▶ Belge Bölümü:
####################
Filmin sahnelerine hızlıca göz gezdiren bir izleyicinin ilk olarak aklında filme hâkim olan kırmızı renk kalacaktır. Bergman, ruhun rengi olarak, aynı zamanda kanı da ifade eden kırmızı rengini kullandığını söylese de, genel olarak filme tesir eden üç renge baktığımızda karşımıza yine Hekate’nin üçlü formu çıkmaktadır. Hekate’nin üçlü formu ile filmin başından sonuna doğru sahip olduğu renkler ve karakterlerin özellikleri büyük benzerlik taşımaktadır. Filmin üç rengi sırasıyla beyaz, kırmızı ve siyahtır. Karakterler ruh hallerine bağlı olarak toplu bir şekilde beyaz ya da siyah giyinirlerken, evin neredeyse her nesnesine işlenmiş kırmızı renkte, üçlü renk uyumunu tamamlar. Hekate’nin üç formu sırasıyla genç kız, anne ve bilge kadındır; genç kız beyazlar içerisinde saflığı temsil ederken, anne kırmızı rengin sahibidir ve bilge kadın ise siyahlar giyinir. Filmde ise Agnes hasta yatağında sürekli olarak beyaz giymektedir ve üçlü formun saflığını işaret eder. Maria baştan çıkarıcı, kadınlığının doruk noktasında, aynı zamanda bir annedir, filmin ona odaklanan ve onun anılarının anlatıldığı kısmında kırmızı bir elbise giyer ve kadının saçları da kızıldır. Karin ise kadınlığın ilk iki formunu da yaşamış, kadınlığın şiddetli yüzüyle karşı karşıya gelmiş ancak üçüncü aşamaya bile geçmiş kişidir. Karin’in siyahlar giymesinin yanı sıra, kocasına karşı gelmek üzere cinsel organını kesmesi ve kendi organını bir nevi kurban etmesi üçüncü aşamaya geçtiğini net bir şekilde ifade etmektedir. Filmde diğer kardeşlerden daha bilgili bir profil çizmesinin yanında duyguları en çok körelmiş karakter de odur. Hekate’nin üçüncü formunu temsil eden bilge kadının adının, ortaçağda büyücülüğü özendirdiği bahanesiyle büyücü kadına çevrilmesini de (wise = witch) filmde kadının sahip olduğu kötücül duygularla ilişkilendirebiliriz. Bergman’ın kadının üç formunu bu şekilde anlatarak, feminist anlatımını ifade etmek mümkün. Aynı şekilde tüketime odaklı, yapıcılıktan çok yıkıcı özellikler gösteren filmin pasif konumda olan erkek karakterlerini de göz önüne getirdiğimizde, Bergman’ın açık bir şekilde erkekleri yeren ve kadınları yücelten bir film ortaya çıkardığı söylenebilir. Maria’nın kur yaptığı doktorun hal ve hareketleri, yine Maria’nın kocasının intihar etmeyi bile becerememesi, Karin’in kocasının alaycı bakışları ve katı biri olarak resmedilmesi, bunun yanında yaşanan olayların yükünü hep kadın karakterlerin sırtlanması bu düşünceye verilebilecek örnekler.
####################
▶ Çıkarılan Kayıtlar:
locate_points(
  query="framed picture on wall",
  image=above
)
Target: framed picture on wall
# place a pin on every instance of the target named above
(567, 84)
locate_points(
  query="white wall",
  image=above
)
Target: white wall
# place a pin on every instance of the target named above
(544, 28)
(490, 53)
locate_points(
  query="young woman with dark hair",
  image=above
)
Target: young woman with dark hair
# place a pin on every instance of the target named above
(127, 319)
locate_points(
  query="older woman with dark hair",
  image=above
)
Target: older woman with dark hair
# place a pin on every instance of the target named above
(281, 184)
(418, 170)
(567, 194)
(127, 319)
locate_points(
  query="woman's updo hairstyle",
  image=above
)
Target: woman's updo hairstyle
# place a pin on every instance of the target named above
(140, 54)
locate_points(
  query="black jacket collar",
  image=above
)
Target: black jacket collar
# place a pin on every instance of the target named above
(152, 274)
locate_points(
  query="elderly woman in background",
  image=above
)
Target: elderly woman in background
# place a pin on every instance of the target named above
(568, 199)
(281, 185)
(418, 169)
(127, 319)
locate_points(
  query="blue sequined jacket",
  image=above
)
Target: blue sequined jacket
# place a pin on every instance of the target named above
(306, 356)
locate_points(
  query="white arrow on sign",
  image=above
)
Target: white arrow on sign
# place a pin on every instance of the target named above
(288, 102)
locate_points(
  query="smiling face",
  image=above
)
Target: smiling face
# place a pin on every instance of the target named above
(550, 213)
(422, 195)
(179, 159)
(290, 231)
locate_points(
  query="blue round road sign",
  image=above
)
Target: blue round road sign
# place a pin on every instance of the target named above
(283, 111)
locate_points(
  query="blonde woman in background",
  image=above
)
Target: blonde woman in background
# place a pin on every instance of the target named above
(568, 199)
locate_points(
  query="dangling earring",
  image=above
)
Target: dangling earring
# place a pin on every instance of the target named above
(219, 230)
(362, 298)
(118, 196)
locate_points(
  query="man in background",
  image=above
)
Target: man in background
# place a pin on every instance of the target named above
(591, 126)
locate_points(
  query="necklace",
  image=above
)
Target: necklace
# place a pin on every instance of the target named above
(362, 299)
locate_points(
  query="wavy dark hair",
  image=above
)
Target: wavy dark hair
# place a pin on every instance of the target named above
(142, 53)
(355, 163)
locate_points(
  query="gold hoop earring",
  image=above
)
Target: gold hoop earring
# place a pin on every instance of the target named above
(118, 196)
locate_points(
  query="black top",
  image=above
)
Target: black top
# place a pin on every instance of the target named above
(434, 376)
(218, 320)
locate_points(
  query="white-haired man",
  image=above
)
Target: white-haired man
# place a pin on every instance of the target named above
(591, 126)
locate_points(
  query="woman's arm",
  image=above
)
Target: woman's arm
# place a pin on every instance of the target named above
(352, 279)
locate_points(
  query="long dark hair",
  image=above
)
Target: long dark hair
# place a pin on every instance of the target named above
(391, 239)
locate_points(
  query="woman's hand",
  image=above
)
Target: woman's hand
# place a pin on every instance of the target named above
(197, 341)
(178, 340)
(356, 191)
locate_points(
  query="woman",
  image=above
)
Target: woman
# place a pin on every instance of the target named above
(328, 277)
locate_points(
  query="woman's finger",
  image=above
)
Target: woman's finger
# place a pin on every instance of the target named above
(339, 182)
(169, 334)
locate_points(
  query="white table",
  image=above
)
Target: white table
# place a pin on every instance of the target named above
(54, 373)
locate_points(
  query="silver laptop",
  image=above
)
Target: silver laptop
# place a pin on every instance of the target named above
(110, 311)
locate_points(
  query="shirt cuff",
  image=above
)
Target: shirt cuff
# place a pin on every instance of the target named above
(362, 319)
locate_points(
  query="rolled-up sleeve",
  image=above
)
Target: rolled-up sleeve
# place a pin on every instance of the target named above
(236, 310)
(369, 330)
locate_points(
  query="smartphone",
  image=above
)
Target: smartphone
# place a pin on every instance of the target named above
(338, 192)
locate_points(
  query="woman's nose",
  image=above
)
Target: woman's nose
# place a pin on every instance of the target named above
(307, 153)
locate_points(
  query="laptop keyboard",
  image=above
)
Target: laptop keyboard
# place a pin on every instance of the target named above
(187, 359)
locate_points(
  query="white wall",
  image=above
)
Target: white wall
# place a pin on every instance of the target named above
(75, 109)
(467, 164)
####################
▶ Alıştırmalar:
a: Belge bölümüne göre aşağıdaki soruları yanıtlayın:
(i) Bergman, kırmızıyı neyin rengi olarak kullandığını söyler?
(ii) Agnes hasta yatağında sürekli olarak hangi rengi giyer?
(iii) Maria'nın saçları ne renktir?
b: Belge bölümünün son cümlesinde, Bergman'ın erkekleri yeren ve kadınları yücelten bir film ortaya çıkardığı düşüncesine örnek olarak gösterilen her şeyi sıralayın.

▶ Yanıt Listesi:
a:
(i) Ruhun rengi olarak.
(ii) Beyaz.
(iii) Kızıl.

b:
- Maria'nın kur yaptığı doktorun hal ve hareketleri
- Maria'nın kocasının intihar etmeyi bile becerememesi
- Karin'in kocasının alaycı bakışları ve katı biri olarak resmedilmesi
- Yaşanan olayların yükünü hep kadın karakterlerin sırtlanması